- [WORK REQUIRED]: In the records below, find the line containing "Sample: <point>709,37</point>" and restate it and all lines after it exactly, through the last line.

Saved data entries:
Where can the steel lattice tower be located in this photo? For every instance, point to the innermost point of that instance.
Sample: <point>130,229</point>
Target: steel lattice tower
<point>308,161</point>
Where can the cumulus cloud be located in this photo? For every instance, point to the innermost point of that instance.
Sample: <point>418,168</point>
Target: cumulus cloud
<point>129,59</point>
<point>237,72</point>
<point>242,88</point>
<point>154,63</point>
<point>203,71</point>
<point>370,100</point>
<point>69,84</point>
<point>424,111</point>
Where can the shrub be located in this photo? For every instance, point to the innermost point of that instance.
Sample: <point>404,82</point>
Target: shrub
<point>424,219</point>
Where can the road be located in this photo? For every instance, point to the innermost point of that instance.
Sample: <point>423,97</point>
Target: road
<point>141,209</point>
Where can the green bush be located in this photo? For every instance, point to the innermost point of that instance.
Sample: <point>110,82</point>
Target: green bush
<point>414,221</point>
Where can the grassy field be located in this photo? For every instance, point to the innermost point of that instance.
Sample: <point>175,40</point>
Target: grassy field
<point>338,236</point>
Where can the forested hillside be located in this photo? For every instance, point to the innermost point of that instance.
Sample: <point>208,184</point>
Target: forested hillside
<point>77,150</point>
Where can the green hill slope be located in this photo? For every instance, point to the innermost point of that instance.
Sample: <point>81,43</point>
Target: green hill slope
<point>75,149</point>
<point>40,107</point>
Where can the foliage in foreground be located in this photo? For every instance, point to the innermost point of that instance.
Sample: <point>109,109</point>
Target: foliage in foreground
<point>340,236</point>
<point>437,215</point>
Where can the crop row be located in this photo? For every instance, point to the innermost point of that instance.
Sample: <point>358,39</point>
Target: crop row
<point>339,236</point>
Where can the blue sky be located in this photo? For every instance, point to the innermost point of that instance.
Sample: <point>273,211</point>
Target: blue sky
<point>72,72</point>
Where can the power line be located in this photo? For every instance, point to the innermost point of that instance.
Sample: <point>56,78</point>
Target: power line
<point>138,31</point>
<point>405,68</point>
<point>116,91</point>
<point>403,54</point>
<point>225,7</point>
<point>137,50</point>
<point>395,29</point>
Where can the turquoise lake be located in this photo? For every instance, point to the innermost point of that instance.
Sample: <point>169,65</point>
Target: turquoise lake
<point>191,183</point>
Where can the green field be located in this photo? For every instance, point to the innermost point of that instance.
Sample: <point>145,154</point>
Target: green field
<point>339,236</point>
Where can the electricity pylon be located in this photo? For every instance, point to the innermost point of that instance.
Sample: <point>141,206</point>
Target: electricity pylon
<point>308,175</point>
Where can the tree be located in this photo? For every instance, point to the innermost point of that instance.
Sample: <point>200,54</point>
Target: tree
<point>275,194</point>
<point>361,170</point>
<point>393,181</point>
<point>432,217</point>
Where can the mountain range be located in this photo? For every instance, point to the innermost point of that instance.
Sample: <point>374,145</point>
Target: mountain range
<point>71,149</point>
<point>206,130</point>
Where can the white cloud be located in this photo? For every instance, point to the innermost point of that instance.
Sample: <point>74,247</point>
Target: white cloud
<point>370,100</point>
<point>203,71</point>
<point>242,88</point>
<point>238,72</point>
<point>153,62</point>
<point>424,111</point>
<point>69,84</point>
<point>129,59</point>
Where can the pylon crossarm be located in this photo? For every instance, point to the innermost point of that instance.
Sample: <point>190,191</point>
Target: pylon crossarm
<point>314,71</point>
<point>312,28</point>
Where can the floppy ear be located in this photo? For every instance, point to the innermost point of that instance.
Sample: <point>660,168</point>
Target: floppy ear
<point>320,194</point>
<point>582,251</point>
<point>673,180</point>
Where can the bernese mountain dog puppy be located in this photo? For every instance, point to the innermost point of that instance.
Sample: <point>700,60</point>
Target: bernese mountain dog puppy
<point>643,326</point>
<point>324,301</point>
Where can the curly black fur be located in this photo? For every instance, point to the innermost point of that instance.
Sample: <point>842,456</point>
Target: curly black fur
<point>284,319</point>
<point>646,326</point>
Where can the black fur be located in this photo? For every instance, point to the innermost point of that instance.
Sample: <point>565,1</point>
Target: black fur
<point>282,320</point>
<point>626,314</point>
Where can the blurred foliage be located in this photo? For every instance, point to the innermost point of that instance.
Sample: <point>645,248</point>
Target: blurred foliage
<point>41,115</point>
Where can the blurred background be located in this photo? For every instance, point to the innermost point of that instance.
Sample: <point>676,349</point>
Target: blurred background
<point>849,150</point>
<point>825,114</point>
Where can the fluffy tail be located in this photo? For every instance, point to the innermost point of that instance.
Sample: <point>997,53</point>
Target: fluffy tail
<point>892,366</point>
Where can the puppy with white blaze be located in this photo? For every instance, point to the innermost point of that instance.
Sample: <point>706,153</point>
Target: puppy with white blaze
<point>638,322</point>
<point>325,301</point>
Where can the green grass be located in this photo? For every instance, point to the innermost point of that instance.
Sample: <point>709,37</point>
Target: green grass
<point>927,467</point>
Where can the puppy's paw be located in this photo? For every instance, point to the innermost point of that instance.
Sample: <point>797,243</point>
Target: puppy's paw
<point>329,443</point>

- [ANSWER SECTION]:
Sample: <point>709,37</point>
Target: green grass
<point>927,467</point>
Where can the puppy's paw be located in this photo? For every instance, point to the innermost point of that instance.
Sample: <point>797,243</point>
Target: puppy's paw
<point>329,443</point>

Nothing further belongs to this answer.